— Reading text —

I was so proud I gave plants to friends, neighbors, a colleague at work. A fellow pea patcher planted two in the kids’ garden. Everybody exclaimed over them. “They’re so healthy!” they said. The plant I kept has outpaced them all, a novel situation for someone who’s usually a day late and a dollar short. It’s because the seed is so local, so acclimatized, I decided. Mid-July, despite of months of cool and rain, and the plant’s limbs are frothing over the top of their wire cage.
Yesterday I caught a glimpse of the first green fruits. On second look, they didn’t seem quite right. Not like Sun Golds of yore, at least. And well. Here’s why: Sun Golds are hybrid tomatoes. Which means the tomatoes themselves don’t produce true seed. Second generation F1 hybrids, which these are, tend towards a random smattering of yellow, red, and orange cherries — of uncertain taste and character, I hardly need mention.
So this life experience now involves calling seedling recipients to say, “Just letting you know about your mutt tomatoes!” And the kicker is I actually bought fresh Sun Gold seed this year. Just in case things didn’t work out with my little experiment. Never even opened the package.

— Dataset rows —

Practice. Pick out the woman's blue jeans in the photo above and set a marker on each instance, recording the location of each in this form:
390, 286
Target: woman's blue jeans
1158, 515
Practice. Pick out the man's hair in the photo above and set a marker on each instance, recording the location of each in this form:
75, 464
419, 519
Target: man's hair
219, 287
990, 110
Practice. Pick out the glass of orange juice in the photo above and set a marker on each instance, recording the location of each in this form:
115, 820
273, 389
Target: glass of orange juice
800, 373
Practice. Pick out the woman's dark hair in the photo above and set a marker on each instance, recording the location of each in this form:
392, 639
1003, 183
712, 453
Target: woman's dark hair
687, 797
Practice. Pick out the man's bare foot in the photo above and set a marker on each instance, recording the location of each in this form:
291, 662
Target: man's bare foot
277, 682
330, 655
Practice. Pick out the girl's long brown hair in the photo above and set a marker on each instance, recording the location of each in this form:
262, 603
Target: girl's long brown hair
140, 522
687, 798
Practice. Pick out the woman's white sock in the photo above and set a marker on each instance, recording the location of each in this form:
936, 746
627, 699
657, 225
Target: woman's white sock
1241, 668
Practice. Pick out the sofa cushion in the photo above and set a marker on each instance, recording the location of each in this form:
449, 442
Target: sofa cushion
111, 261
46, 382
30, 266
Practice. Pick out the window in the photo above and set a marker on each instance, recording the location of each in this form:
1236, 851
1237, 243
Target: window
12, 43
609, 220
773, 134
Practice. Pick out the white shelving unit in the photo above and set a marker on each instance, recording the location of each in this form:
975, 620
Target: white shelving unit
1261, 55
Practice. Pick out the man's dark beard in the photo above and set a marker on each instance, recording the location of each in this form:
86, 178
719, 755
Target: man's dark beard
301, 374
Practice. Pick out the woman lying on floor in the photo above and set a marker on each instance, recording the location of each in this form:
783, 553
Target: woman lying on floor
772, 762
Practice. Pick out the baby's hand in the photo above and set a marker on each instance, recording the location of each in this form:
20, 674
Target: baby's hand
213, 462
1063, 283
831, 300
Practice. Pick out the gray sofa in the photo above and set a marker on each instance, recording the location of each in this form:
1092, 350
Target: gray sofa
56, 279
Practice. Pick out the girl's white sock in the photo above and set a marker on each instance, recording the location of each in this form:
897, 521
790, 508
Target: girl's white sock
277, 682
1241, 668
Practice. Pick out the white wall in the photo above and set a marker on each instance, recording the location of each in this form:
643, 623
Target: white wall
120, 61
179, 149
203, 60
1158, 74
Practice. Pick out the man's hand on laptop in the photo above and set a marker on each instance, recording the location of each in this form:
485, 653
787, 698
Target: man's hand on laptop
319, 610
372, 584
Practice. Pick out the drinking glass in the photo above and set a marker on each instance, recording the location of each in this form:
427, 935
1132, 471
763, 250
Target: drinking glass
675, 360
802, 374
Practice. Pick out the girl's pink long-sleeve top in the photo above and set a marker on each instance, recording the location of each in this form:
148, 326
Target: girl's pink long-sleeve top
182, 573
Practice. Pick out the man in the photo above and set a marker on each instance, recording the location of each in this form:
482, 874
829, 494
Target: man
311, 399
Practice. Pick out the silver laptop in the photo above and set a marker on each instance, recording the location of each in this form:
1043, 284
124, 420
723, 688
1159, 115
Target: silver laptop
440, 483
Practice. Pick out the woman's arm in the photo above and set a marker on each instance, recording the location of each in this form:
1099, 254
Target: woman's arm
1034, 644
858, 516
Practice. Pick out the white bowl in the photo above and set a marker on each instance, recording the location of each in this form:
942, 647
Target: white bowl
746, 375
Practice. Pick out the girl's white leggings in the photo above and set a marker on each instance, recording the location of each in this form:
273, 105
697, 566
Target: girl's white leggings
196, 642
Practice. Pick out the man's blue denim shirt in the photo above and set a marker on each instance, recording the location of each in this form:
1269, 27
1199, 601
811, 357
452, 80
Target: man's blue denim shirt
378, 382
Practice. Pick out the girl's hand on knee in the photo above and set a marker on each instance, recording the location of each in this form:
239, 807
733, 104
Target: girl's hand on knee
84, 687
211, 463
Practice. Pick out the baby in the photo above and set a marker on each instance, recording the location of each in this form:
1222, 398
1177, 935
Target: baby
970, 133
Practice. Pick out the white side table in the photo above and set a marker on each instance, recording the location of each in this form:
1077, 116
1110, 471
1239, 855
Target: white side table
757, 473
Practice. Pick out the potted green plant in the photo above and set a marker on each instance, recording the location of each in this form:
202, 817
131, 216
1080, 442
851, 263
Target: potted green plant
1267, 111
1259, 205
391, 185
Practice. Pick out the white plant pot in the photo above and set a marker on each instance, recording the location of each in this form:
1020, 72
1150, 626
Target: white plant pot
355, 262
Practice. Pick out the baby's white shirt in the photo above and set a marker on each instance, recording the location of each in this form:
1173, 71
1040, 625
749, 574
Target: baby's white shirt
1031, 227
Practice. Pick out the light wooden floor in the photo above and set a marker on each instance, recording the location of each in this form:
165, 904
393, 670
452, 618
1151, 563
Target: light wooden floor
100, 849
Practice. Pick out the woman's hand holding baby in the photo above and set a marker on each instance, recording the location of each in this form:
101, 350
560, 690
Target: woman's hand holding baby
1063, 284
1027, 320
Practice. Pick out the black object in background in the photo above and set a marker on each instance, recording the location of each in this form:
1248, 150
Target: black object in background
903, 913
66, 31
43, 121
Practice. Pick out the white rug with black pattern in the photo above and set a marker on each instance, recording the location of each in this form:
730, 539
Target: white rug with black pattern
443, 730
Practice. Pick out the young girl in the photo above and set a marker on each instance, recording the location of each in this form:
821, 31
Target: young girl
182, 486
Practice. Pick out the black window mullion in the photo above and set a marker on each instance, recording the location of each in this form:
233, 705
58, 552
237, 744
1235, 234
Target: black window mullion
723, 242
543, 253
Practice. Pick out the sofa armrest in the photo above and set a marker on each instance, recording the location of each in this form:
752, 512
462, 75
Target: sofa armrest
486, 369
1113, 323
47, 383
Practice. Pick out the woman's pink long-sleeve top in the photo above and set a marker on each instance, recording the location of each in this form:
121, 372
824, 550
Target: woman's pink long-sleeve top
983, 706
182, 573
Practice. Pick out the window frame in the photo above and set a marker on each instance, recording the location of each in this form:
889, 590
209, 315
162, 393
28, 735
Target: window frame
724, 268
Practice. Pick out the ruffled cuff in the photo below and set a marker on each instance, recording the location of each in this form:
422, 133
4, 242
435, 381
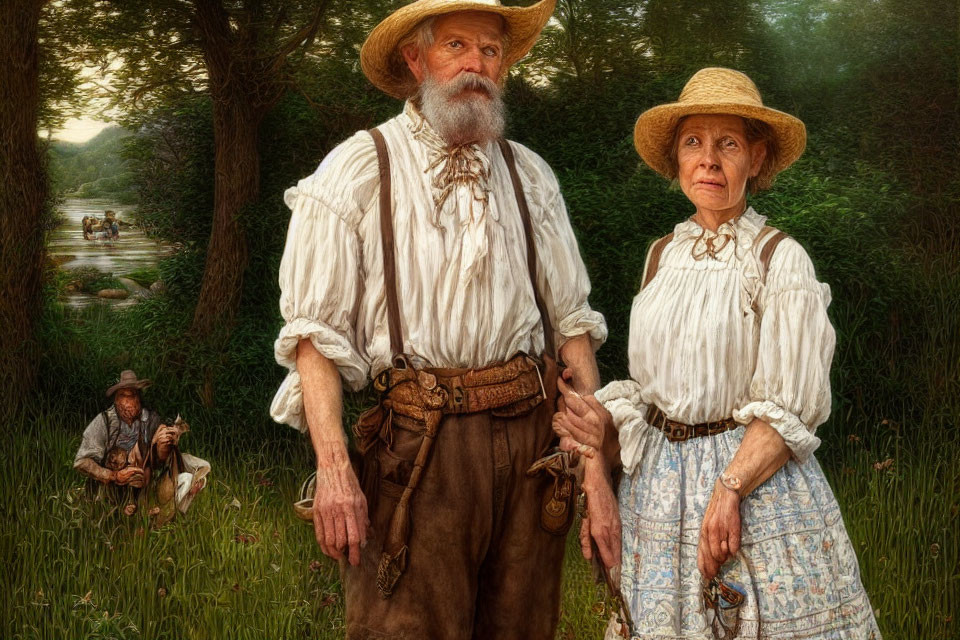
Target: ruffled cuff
287, 405
622, 399
580, 321
795, 433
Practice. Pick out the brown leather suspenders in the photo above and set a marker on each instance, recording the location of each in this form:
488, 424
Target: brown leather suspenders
387, 243
548, 336
389, 248
766, 254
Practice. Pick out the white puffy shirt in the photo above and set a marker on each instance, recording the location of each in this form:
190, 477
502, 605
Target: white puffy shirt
708, 341
462, 281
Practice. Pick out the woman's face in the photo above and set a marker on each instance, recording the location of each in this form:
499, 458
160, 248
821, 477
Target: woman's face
714, 160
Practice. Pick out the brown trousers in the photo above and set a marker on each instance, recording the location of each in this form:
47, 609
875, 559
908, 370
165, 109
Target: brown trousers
479, 564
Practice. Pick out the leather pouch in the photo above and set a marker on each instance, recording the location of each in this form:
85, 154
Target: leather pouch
557, 505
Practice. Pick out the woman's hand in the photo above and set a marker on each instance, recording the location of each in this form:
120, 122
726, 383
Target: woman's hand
719, 532
585, 421
602, 522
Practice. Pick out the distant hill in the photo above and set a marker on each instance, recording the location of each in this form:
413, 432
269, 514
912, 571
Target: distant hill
93, 169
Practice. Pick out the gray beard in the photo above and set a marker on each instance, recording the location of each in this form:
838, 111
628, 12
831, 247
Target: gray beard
463, 119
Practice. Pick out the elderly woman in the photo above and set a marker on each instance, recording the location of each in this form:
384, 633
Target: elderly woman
729, 528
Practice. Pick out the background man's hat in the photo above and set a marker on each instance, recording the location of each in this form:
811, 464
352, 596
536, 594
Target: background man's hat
715, 90
523, 28
128, 380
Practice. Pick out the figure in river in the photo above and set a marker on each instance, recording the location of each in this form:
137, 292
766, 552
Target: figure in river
106, 229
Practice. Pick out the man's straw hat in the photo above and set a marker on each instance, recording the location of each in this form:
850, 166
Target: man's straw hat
377, 55
715, 90
128, 380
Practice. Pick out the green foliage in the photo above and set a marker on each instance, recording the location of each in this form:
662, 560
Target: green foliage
87, 280
94, 169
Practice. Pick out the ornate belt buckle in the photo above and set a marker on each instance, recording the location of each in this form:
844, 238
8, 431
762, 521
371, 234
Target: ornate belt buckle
678, 431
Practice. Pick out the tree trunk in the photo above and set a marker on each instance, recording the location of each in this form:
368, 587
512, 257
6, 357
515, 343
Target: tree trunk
23, 190
236, 184
236, 126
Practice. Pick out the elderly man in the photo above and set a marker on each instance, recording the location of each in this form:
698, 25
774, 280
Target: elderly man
116, 449
125, 426
437, 258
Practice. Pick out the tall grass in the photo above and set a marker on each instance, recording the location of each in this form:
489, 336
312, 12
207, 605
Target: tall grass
239, 565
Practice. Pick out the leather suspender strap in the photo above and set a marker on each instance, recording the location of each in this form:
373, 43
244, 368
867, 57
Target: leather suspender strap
388, 244
654, 261
508, 156
766, 254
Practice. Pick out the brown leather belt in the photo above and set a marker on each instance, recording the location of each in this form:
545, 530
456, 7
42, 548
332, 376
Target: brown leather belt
507, 389
679, 432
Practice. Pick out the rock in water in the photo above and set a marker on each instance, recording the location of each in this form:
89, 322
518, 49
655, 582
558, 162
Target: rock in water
113, 294
134, 287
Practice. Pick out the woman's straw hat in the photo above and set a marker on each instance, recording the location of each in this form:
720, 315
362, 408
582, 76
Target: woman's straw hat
721, 91
378, 53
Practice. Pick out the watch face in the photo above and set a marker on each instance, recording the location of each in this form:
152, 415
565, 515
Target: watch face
730, 481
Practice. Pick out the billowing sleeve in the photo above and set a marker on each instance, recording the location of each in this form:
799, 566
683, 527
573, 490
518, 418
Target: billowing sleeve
320, 272
94, 442
622, 399
561, 272
790, 388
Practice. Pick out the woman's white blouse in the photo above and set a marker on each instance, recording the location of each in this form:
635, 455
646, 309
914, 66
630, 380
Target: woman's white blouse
462, 280
709, 340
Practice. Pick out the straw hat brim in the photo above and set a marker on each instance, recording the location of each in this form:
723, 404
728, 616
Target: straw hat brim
140, 385
655, 129
524, 25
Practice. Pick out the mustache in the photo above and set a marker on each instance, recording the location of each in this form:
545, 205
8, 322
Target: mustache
469, 81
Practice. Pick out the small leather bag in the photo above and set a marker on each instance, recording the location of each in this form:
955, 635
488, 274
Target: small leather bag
557, 506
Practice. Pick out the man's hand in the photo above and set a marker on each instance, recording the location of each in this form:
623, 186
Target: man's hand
602, 523
587, 422
129, 475
165, 437
340, 519
720, 531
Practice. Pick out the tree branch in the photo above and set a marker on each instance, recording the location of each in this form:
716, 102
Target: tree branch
303, 37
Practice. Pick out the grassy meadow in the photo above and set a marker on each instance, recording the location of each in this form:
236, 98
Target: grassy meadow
239, 565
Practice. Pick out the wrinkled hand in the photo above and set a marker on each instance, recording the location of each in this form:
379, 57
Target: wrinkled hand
130, 475
720, 531
583, 420
165, 437
602, 523
340, 519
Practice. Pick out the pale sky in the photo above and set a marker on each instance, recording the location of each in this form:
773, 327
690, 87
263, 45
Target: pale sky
78, 129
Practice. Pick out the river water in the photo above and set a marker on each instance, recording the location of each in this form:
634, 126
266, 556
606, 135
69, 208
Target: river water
132, 250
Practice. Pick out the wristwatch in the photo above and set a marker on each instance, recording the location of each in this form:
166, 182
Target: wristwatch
731, 481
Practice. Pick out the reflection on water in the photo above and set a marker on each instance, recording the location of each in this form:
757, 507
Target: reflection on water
132, 250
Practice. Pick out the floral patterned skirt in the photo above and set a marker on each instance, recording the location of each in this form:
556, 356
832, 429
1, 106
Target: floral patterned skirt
796, 565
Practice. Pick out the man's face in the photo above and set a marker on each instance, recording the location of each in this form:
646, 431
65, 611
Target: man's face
463, 42
127, 402
457, 76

— Stated task —
Answer these about the tomato-seed text:
(a) By mid-July, what are the kept plant's limbs doing?
(b) What kind of tomatoes are Sun Golds?
(c) What did the writer buy this year in case the experiment failed?

— Answer for the task —
(a) They are frothing over the top of their wire cage.
(b) They are hybrid tomatoes.
(c) Fresh Sun Gold seed, which the writer never opened.